OBJECTIVE: Could you reproduce every line of the material below verbatim, without changing anything?

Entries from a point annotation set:
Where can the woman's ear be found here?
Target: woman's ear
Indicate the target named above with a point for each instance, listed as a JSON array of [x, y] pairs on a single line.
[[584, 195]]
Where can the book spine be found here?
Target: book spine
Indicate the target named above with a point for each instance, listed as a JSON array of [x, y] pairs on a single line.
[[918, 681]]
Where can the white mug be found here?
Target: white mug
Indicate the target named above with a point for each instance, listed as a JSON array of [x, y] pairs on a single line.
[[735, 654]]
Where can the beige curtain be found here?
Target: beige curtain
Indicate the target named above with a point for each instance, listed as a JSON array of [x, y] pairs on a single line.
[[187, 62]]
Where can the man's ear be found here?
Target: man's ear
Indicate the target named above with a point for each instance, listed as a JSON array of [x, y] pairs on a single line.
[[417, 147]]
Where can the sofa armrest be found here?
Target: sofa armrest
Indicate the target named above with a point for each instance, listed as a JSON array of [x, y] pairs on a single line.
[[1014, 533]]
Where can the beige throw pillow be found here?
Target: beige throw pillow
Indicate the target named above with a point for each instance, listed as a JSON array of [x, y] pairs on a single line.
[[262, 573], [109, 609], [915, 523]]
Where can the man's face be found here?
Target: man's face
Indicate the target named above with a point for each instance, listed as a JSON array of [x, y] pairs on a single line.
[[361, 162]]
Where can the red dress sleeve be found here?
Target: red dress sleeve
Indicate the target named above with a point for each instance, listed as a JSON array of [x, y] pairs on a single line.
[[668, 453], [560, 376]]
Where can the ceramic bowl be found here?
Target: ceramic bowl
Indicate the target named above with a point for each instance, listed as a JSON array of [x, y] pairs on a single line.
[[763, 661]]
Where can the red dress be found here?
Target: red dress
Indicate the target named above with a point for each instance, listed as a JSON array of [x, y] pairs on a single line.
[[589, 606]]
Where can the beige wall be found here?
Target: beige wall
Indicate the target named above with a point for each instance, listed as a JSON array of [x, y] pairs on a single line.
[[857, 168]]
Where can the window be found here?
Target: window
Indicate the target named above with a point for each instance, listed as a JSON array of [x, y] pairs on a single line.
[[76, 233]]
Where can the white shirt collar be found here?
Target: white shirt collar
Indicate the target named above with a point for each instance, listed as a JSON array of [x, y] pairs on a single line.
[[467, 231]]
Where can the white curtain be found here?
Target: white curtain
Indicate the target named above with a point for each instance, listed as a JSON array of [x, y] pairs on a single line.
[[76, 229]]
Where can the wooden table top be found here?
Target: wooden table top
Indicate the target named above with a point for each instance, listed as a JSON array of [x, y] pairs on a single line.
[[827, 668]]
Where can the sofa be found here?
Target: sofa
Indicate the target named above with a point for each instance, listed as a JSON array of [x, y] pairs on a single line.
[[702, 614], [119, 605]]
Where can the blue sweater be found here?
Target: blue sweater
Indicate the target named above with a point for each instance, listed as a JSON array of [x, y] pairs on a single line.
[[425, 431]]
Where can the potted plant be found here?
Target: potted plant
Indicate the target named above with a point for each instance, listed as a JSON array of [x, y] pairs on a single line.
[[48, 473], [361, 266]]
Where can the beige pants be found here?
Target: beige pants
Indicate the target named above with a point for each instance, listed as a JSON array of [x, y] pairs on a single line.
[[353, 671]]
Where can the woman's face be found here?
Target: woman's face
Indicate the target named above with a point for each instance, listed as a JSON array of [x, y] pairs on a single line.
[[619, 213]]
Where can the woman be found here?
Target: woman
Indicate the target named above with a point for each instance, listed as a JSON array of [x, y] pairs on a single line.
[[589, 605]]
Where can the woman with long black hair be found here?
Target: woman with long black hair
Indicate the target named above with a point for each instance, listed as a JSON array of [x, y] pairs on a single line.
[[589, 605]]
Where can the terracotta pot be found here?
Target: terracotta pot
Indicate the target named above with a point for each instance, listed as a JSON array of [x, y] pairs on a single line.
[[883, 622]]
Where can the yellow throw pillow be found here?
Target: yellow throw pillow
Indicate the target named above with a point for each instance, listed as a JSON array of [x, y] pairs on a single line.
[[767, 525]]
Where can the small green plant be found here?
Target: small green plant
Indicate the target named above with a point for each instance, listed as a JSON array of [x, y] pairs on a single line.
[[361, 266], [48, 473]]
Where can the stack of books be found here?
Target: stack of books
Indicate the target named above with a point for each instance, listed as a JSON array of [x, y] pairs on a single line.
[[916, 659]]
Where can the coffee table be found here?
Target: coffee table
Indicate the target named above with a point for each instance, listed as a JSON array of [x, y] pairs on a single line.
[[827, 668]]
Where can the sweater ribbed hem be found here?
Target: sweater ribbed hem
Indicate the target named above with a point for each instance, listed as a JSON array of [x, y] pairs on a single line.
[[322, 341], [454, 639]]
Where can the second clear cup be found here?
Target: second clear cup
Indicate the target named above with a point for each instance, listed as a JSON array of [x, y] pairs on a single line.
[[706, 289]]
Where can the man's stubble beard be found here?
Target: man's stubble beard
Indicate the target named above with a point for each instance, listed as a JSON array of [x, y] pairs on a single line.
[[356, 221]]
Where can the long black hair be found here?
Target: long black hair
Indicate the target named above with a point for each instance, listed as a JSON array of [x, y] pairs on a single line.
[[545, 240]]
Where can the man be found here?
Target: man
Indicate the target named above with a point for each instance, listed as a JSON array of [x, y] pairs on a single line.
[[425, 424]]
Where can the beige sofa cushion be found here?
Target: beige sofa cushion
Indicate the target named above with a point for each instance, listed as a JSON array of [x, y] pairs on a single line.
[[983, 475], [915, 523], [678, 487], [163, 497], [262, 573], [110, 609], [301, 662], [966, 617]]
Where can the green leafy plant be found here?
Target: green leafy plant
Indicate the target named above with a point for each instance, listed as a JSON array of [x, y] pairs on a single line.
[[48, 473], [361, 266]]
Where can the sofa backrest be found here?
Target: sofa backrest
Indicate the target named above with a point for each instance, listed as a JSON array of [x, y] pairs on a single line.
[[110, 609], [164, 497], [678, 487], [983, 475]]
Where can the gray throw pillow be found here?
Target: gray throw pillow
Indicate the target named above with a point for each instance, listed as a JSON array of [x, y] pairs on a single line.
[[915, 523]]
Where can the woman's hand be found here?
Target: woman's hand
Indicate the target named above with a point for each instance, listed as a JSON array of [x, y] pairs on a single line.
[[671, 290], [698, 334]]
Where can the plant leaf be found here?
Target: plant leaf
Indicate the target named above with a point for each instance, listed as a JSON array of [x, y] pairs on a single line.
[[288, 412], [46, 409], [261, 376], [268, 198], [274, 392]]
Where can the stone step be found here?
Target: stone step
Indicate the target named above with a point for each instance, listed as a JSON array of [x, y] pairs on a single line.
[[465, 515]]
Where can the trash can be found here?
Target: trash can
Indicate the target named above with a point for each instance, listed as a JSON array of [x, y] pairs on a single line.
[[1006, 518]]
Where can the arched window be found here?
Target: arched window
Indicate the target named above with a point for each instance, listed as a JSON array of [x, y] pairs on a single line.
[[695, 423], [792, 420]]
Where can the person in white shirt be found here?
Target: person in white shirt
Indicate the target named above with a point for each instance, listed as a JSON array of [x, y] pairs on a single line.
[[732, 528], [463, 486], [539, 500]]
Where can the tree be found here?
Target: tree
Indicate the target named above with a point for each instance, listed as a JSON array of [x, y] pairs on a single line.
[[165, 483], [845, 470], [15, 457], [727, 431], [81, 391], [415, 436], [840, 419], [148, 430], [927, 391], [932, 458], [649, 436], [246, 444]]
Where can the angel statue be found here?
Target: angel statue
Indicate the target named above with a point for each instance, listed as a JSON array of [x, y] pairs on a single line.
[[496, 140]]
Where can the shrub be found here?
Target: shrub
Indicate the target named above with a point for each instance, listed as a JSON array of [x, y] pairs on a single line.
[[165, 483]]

EXPECTED ANSWER:
Where can the woman's ear be found here?
Target: woman's ear
Indicate the target named above with a point for each instance, listed as a JSON array of [x, y] pairs on a single line.
[[584, 195]]
Where can the book spine be found here?
Target: book spine
Indicate the target named above with a point for each instance, listed as a JSON array of [x, y] pairs on a single line.
[[918, 681]]
Where can the white mug be found here?
Target: white mug
Indicate the target named above with a point for each instance, listed as a JSON array of [x, y] pairs on a single line.
[[735, 654]]
Where can the beige curtain be found here?
Target: beige curtain
Indicate the target named above with a point for each instance, listed as a JSON array of [x, y] pairs on a single line.
[[187, 62]]
Where can the man's ear be found here?
Target: man's ear
Indicate the target named above with a point for each instance, listed as a JSON array of [x, y] pairs on a single line.
[[417, 147]]
Where can the sofa armrest be found here?
Target: sofa armrest
Indicate the target named above with a point for each instance, listed as a JSON array of [x, y] pairs on a single line.
[[1014, 533]]
Where can the beige throw pillow be found here?
Target: beige throw pillow
Indicate the target named above with a point for each instance, listed as a JSON array of [x, y] pairs on a single line.
[[262, 573], [109, 609], [915, 523]]
Where can the man's face be found here?
Target: man's face
Indicate the target named above with a point for each instance, listed as a JSON array of [x, y] pairs on a single line.
[[361, 162]]
Where can the red dress sleeve be found here?
Target: red dress sleeve
Indicate the target named above with a point for each instance, listed as a JSON array of [x, y] pairs on a single line.
[[668, 453], [560, 376]]
Where can the ceramic bowl be found here?
Target: ceramic bowl
Indicate the target named above with a point for each instance, listed as a JSON array of [x, y] pairs on a single line.
[[763, 661]]
Where can the red dress be found here?
Target: red dress
Indicate the target named above with a point for each instance, listed as a JSON array of [x, y] pairs on a single line.
[[589, 606]]
Where can the beige wall be found here?
Target: beige wall
Indicate the target named above with a point for each instance, listed as a JSON array of [x, y] pairs on a single line.
[[857, 168]]
Where can the window be found here?
Target: window
Indicate the target named above with a point for each instance, listed as a JSON array of [x, y] pairs on a single line.
[[76, 233]]
Where can the white shirt collar be found here?
Target: white shirt collar
Indicate the target named above with a point for each instance, listed as a JSON array of [x, y] pairs on a single line.
[[467, 231]]
Where can the white curtain be found here?
Target: white curtain
Indicate the target named above with a point for each instance, listed as a JSON array of [x, y] pairs on a single line.
[[76, 229]]
Where can the wooden table top be found here?
Target: wooden table top
Indicate the target named above with a point for each instance, listed as a JSON array of [x, y] pairs on a single line.
[[827, 668]]
Where can the sofa be found here?
Target: sofa
Indicate the target named above with a point for each instance, listed as a JSON array of [x, y] pairs on a single line.
[[702, 614], [119, 605]]
Where can the blue sweater be found here?
Target: blue sweater
Indicate the target named above with a point for each instance, listed as a JSON array of [x, y] pairs on a single line.
[[425, 431]]
Where can the potted plant be found here?
Target: potted plant
Indicate the target named above with a point for each instance, listed as a JSON array of [x, y] pairs on a single line.
[[48, 473], [361, 266]]
Where can the beige pants be found here?
Target: beige pants
Indicate the target named above with a point for each instance, listed as a JSON array of [x, y] pairs on a single line.
[[353, 671]]
Where can the woman's face be found here?
Target: woman's face
Indicate the target named above with a point for each instance, listed as a JSON array of [x, y] pairs on a single line.
[[619, 213]]
Where can the woman be found here?
Target: woman
Indicate the target named above with a point for each instance, listed as a JSON array of [x, y] pairs on a single line.
[[589, 605]]
Where can the woman with long black hair be found here?
Target: woman with long black hair
Indicate the target named above with a point for each instance, listed as a JSON array of [x, y] pairs on a single line.
[[589, 605]]
Where can the terracotta pot be found here?
Target: terracotta pot
Indicate the target named above with a point for each instance, listed as a JSON array of [x, y] pairs on a single line.
[[883, 622]]
Where can the yellow throw pillow be found here?
Target: yellow throw pillow
Indicate the target named above with a point for each instance, listed as a JSON array of [x, y] pairs on a single line.
[[767, 525]]
Where can the small green plant be found here?
Target: small green plant
Indicate the target named above with a point for each instance, listed as a JSON array of [x, y] pairs on a single line.
[[361, 266], [48, 473]]
Where can the stack of books be found here?
Target: stack of books
Indicate the target named above with a point for each instance, listed as a JSON array of [x, y] pairs on a single line.
[[916, 659]]
Where can the coffee table be found here?
Target: coffee table
Indicate the target named above with a point for each instance, listed as a JSON array of [x, y] pairs on a single line.
[[827, 668]]
Where can the sweater ribbed hem be found here?
Target: sweater ribbed hem
Indicate the target named above with a point for each instance, listed as a JSON array of [x, y] pairs on a single line.
[[322, 341], [454, 639]]
Where can the second clear cup be found here?
Target: second clear cup
Indicate the target named above with a point for each instance, listed as a JSON array of [x, y] pairs on a single line.
[[706, 289]]
Where can the man's stubble beard be found here?
Target: man's stubble beard
Indicate the target named above with a point for each instance, listed as a JSON array of [x, y] pairs on a single line.
[[356, 221]]
Where can the long black hair be found here?
Target: long black hair
Indicate the target named above with a point for each instance, listed as a JSON array of [x, y] pairs on a single line.
[[545, 240]]
Where can the man be found here?
Target: man
Indicate the target named above with a point for each instance, listed as a JSON array of [x, y] pairs on a single line.
[[425, 424]]
Where can the beige sofa cushion be found here?
Target: beige sofa cushion
Indicate the target named above with a point for each instance, listed as a JSON array of [x, y] pairs on a single line.
[[983, 475], [915, 523], [678, 487], [163, 497], [262, 573], [110, 609], [301, 662], [966, 617]]
Where can the green leafy plant be found here?
Target: green leafy plant
Indicate the target named above with a point for each instance, listed as a JSON array of [x, y] pairs on a single line.
[[48, 473], [361, 266]]
Where can the sofa backrest be found here?
Target: sofa backrest
Indicate the target named above with a point for each instance, listed as a JSON array of [x, y] pairs on a single line.
[[110, 609], [164, 497], [678, 487], [983, 475]]
Where can the gray throw pillow be found here?
Target: gray throw pillow
Indicate the target named above with a point for each instance, listed as a JSON array of [x, y] pairs on a single line.
[[915, 523]]
Where can the woman's hand be found here?
Target: woman's hand
Indicate the target named above with a point for each instance, listed as a JSON array of [x, y] pairs on a single line.
[[671, 290], [698, 334]]
Where can the plant leaf be found here?
Target: plant leaf
Indicate the target named above with a point for each instance, listed as a JSON array of [x, y] pairs on a single line.
[[288, 412], [46, 409], [261, 376], [268, 198], [274, 392]]
Where can the stone step be found here?
Target: stone step
Indicate the target named above with a point for each instance, listed as a JSON array of [x, y] pairs on a single line.
[[465, 515]]
Where can the trash can be found here?
Target: trash can
Indicate the target named above with a point for each instance, listed as a JSON array of [x, y] pairs on a single line.
[[1006, 518]]
Where can the arched window be found here?
Target: arched window
Indicate the target named above with a point for each instance, listed as a JSON array of [x, y] pairs on a single line.
[[695, 423], [792, 420]]
Where can the person in white shirt be found here?
Target: person in white shirt
Indicate the target named above with a point for each instance, listed as a JSON array of [x, y] pairs on a single line.
[[732, 528], [463, 486], [539, 500]]
Where can the tree be found here?
Target: tree
Indicate the target named above with a point for each instance, listed as a JSON array of [x, y] pairs on a single line.
[[165, 483], [845, 470], [15, 457], [727, 431], [81, 391], [415, 436], [840, 419], [148, 430], [927, 391], [932, 458], [649, 436], [246, 444]]
Where can the angel statue be found here?
Target: angel statue
Indicate the target named above with a point for each instance, listed as a JSON array of [x, y] pairs on a single line.
[[496, 140]]
Where can the shrub be found here?
Target: shrub
Indicate the target named above with a point for each instance, listed as a JSON array of [x, y] pairs on a single line.
[[165, 483]]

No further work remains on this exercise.